Write the records out again, precisely as they stand.

◆ Dataset rows ◆
* * * *

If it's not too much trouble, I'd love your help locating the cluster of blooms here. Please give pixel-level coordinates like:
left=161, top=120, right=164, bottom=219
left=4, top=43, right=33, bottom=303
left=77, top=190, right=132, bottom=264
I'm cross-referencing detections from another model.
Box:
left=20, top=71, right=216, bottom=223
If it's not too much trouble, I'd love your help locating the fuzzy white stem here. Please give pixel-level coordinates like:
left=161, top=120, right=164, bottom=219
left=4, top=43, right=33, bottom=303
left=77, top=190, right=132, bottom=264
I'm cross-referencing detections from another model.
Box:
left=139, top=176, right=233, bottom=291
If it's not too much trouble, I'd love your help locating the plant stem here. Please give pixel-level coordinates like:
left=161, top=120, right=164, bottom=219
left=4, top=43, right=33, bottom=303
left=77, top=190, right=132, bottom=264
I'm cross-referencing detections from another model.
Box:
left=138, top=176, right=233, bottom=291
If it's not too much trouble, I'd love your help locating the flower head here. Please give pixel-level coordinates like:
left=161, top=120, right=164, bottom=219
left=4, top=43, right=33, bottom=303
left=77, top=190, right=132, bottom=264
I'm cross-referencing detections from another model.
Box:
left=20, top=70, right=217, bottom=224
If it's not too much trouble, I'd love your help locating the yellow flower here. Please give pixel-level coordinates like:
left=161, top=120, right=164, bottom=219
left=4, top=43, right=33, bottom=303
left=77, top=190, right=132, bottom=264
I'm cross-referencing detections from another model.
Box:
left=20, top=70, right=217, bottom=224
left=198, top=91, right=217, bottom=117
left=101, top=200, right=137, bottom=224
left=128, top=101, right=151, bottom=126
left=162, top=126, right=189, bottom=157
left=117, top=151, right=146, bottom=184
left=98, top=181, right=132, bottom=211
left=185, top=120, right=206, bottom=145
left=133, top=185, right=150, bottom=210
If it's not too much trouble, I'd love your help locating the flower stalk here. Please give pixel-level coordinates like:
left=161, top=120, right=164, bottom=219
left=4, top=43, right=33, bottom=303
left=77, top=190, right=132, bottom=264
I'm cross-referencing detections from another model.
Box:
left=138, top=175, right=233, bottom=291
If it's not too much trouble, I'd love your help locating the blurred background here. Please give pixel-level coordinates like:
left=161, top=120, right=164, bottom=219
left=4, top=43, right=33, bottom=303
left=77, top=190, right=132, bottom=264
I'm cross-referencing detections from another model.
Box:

* * * *

◆ WRITTEN ANSWER ◆
If it's not too much trouble, I'd love your help locating the cluster of blooms here. Please give pixel-level coordinates like:
left=161, top=120, right=164, bottom=219
left=4, top=43, right=33, bottom=303
left=77, top=190, right=132, bottom=264
I'm cross-referencing detections from another model.
Box:
left=20, top=71, right=216, bottom=223
If it's not too much trouble, I'd love your help locating the fuzzy white stem here. Please give pixel-level coordinates like:
left=161, top=120, right=164, bottom=219
left=4, top=43, right=33, bottom=303
left=77, top=190, right=132, bottom=264
I'm cross-referencing detections from another model.
Box:
left=139, top=176, right=233, bottom=291
If it's not too much trouble, I'd love your help locating the plant stem here. Please give pixel-level coordinates like:
left=161, top=120, right=164, bottom=219
left=4, top=43, right=33, bottom=303
left=77, top=190, right=132, bottom=264
I'm cross-referencing detections from another model.
Box:
left=138, top=176, right=233, bottom=291
If it's not too much trouble, I'd love your help locating the flower head here. Please give pixel-level coordinates like:
left=161, top=120, right=164, bottom=219
left=4, top=43, right=33, bottom=303
left=77, top=190, right=132, bottom=264
I'm cross-referencing detections from another model.
Box:
left=20, top=70, right=217, bottom=224
If it's not too much trouble, I'd love your help locating the yellow flower here. Please give pixel-level coordinates like:
left=161, top=120, right=164, bottom=219
left=4, top=43, right=33, bottom=303
left=77, top=190, right=132, bottom=264
I'm cross-referencing detections from another model.
Box:
left=20, top=70, right=217, bottom=224
left=198, top=91, right=217, bottom=117
left=101, top=200, right=137, bottom=224
left=128, top=101, right=151, bottom=126
left=162, top=126, right=189, bottom=157
left=117, top=151, right=146, bottom=184
left=98, top=181, right=132, bottom=211
left=185, top=120, right=206, bottom=145
left=133, top=185, right=150, bottom=210
If it's not too much trouble, I'd love your help locating the flower stalk here. Please give pixel-level coordinates like:
left=161, top=120, right=164, bottom=219
left=4, top=43, right=33, bottom=303
left=77, top=190, right=132, bottom=264
I'm cross-referencing detections from another model.
Box:
left=138, top=175, right=233, bottom=291
If it's not too much trouble, I'd love your help locating the blurred background here. Please give pixel-level coordinates like:
left=161, top=120, right=164, bottom=219
left=4, top=43, right=33, bottom=303
left=77, top=190, right=132, bottom=264
I'm cross-referencing detections from another model.
Box:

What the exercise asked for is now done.